The GCSE course is followed from the start of Year 9 in order to give time to explore the subject in as practical and relevant a way as possible.


What will I learn?

There are any exciting, ground-breaking and interesting careers that use the relevant skills taught in Science. All students in Years 9 to 11 study GCSEs administered by the AQA exam board. The course enables students to gain three GCSE qualifications in the separate sciences or two GCSEs in Science and Additional Science, dependent on their ability.


How is the course structured and assessed?

All students are taught Biology, Chemistry and Physics throughout Years 9, 10 and 11 with examinations under the AQA GCSE exam board. Experimental work is an integral part of the study of the Sciences and is built into the teaching of each subject throughout the course. There is no controlled assessment for this, but there are a number of core practicals which are covered throughout the course in each subject that are assessed in the terminal exams.

** Record excerpts **
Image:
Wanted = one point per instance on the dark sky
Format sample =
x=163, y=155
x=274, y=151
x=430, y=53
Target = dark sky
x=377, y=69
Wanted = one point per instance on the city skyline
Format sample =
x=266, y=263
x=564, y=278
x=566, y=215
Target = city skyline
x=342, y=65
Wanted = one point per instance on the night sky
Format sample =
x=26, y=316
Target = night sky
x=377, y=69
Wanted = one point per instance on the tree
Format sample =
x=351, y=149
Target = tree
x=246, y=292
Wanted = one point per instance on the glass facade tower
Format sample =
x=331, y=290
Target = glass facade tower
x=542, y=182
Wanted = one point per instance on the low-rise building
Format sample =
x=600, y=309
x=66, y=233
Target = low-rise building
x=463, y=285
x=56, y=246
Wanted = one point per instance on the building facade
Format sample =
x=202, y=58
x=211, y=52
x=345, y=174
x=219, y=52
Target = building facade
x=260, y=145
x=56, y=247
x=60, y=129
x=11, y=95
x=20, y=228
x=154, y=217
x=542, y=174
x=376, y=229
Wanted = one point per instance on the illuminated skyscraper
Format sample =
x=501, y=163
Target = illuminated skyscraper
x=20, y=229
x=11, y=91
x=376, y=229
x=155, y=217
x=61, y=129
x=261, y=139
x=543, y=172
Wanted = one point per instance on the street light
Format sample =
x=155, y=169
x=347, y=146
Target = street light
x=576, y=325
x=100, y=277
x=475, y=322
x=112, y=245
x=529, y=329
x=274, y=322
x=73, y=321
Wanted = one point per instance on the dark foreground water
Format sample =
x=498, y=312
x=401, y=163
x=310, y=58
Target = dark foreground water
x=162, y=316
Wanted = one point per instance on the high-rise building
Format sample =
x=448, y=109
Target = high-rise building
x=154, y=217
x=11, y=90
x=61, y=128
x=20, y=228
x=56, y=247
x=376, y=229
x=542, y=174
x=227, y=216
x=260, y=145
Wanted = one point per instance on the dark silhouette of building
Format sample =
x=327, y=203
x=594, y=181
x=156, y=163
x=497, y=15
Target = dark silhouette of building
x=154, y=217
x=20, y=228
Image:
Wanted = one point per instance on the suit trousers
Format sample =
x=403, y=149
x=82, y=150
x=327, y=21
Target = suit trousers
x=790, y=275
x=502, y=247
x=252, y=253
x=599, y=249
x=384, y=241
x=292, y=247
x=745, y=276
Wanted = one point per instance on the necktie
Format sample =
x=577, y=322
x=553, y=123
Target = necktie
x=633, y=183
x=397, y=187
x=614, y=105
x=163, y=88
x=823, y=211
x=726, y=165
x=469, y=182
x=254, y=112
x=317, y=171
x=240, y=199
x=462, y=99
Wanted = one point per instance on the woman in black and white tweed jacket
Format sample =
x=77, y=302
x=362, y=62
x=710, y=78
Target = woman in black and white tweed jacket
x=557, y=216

** Parts of the exercise **
a - From the science course passage, set down the text starting with "There are any" and going on through "the terminal exams.".
b - Answer these from the science course passage:
(i) Which exam board administers the GCSEs?
(ii) In which school year does the GCSE course begin?
(iii) Is there controlled assessment for the experimental work?
c - Turn the paragraph of the science course passage that begins "All students are taught Biology" into a short list that keeps its main facts.
The listing has nothing to do with what you're asked here.

** Activity answers **
a -
There are any exciting, ground-breaking and interesting careers that use the relevant skills taught in Science. All students in Years 9 to 11 study GCSEs administered by the AQA exam board. The course enables students to gain three GCSE qualifications in the separate sciences or two GCSEs in Science and Additional Science, dependent on their ability.


How is the course structured and assessed?

All students are taught Biology, Chemistry and Physics throughout Years 9, 10 and 11 with examinations under the AQA GCSE exam board. Experimental work is an integral part of the study of the Sciences and is built into the teaching of each subject throughout the course. There is no controlled assessment for this, but there are a number of core practicals which are covered throughout the course in each subject that are assessed in the terminal exams.

b -
(i) AQA
(ii) Year 9
(iii) No

c -
- Biology, Chemistry and Physics are taught to all students in Years 9, 10 and 11.
- Exams are set by the AQA GCSE exam board.
- Experimental work is built into the teaching of each subject throughout the course.
- It has no controlled assessment, but core practicals in each subject are assessed in the terminal exams.